Provided text —
This class performs hyperparameter tuning using random search, supporting both holdout and cross-validation (CV) tuning methods.

Inherits

BaseTuner: Provides a framework for implementing HPO strategies, including shared evaluation and logging functions.

Parameters:

Name	Type	Description	Default
`classification`	`str`	The type of classification ('binary' or 'multiclass').	required
`criterion`	`str`	The evaluation criterion (e.g., 'f1', 'brier_score').	required
`tuning`	`str`	The type of tuning ('holdout' or 'cv').	required
`hpo`	`str`	The hyperparameter optimization method, default is 'rs'.	`'rs'`
`n_configs`	`int`	Number of configurations to evaluate. Defaults to 10.	`10`
`n_jobs`	`int`	Number of parallel jobs for model training. Defaults to 1.	`1`
`verbose`	`bool`	Whether to print detailed logs during optimization. Defaults to True.	`True`
`trainer`	`Optional[Trainer]`	Trainer instance for model training.	`None`
`mlp_training`	`bool`	Enables MLP-specific training with early stopping.	`True`
`threshold_tuning`	`bool`	Enables threshold tuning for binary classification when the criterion is "f1".	`True`

Attributes:

Name	Type	Description
`classification`	`str`	Type of classification ('binary' or 'multiclass').
`criterion`	`str`	Performance criterion for optimization ('f1', 'brier_score' or 'macro_f1').
`tuning`	`str`	Tuning approach ('holdout' or 'cv').
`hpo`	`str`	Hyperparameter optimization method (default is 'rs').
`n_configs`	`int`	Number of configurations to evaluate.
`n_jobs`	`int`	Number of parallel jobs for training.
`verbose`	`bool`	Flag to enable detailed logs during optimization.
`mlp_training`	`bool`	Enables MLP training with early stopping.
`threshold_tuning`	`bool`	Enables threshold tuning if criterion is 'f1'.
`trainer`	`Trainer`	Trainer instance for model evaluation.

Methods:

Name	Description
`holdout`	Optimizes hyperparameters using random search for holdout validation.
`cv`	Optimizes hyperparameters using random search with cross-validation.

Example

trainer = Trainer(
    classification="binary",
    criterion="f1",
    tuning="cv",
    hpo="rs",
    mlp_training=True,
    threshold_tuning=True,
)

List of tasks —
(A) In the random search tuner documentation, how many configurations are evaluated by default?
(B) Pick up the random search tuner documentation from the point where it stops.
The items that follow have no connection to the random search tuner documentation.

(Object point labels)

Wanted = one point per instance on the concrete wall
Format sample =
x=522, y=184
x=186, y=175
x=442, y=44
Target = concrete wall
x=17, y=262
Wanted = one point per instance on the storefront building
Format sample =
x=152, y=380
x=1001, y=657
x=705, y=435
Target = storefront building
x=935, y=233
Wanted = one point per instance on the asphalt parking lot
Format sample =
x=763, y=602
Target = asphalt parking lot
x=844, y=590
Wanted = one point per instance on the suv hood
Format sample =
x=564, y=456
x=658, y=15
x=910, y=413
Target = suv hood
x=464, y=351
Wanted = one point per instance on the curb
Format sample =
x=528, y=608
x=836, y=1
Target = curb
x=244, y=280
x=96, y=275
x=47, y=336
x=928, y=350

Written answers —
(A) 10

(B)
tuner = RandomSearchTuner(
    classification="binary",
    criterion="f1",
    tuning="cv",
    hpo="rs",
    n_configs=15,
    n_jobs=4,
    verbose=True,
    trainer=trainer,
    mlp_training=True,
    threshold_tuning=True,
)

# Running holdout-based tuning
best_params, best_threshold = tuner.holdout(
    learner="rf",
    X_train=X_train,
    y_train=y_train,
    X_val=X_val,
    y_val=y_val
)

# Running cross-validation tuning
best_params, best_threshold = tuner.cv(
    learner="rf",
    outer_splits=cross_val_splits
)

Source code in periomod/tuning/_randomsearch.py

class RandomSearchTuner(BaseTuner):
    """Random Search hyperparameter tuning class.

    This class performs hyperparameter tuning using random search, supporting
    both holdout and cross-validation (CV) tuning methods.

    Inherits:
        - `BaseTuner`: Provides a framework for implementing HPO strategies,
          including shared evaluation and logging functions.

    Args:
        classification (str): The type of classification ('binary' or 'multiclass').
        criterion (str): The evaluation criterion (e.g., 'f1', 'brier_score').
        tuning (str): The type of tuning ('holdout' or 'cv').
        hpo (str): The hyperparameter optimization method, default is 'rs'.
        n_configs (int): Number of configurations to evaluate. Defaults to 10.
        n_jobs (int): Number of parallel jobs for model training.
            Defaults to 1.
        verbose (bool): Whether to print detailed logs during optimization.
            Defaults to True.
        trainer (Optional[Trainer]): Trainer instance for model training.
        mlp_training (bool): Enables MLP-specific training with early stopping.
        threshold_tuning (bool): Enables threshold tuning for binary classification
            when the criterion is "f1".

    Attributes:
        classification (str): Type of classification ('binary' or 'multiclass').
        criterion (str): Performance criterion for optimization
            ('f1', 'brier_score' or 'macro_f1').
        tuning (str): Tuning approach ('holdout' or 'cv').
        hpo (str): Hyperparameter optimization method (default is 'rs').
        n_configs (int): Number of configurations to evaluate.
        n_jobs (int): Number of parallel jobs for training.
        verbose (bool): Flag to enable detailed logs during optimization.
        mlp_training (bool): Enables MLP training with early stopping.
        threshold_tuning (bool): Enables threshold tuning if criterion is 'f1'.
        trainer (Trainer): Trainer instance for model evaluation.

    Methods:
        holdout: Optimizes hyperparameters using random search for
            holdout validation.
        cv: Optimizes hyperparameters using random search with
            cross-validation.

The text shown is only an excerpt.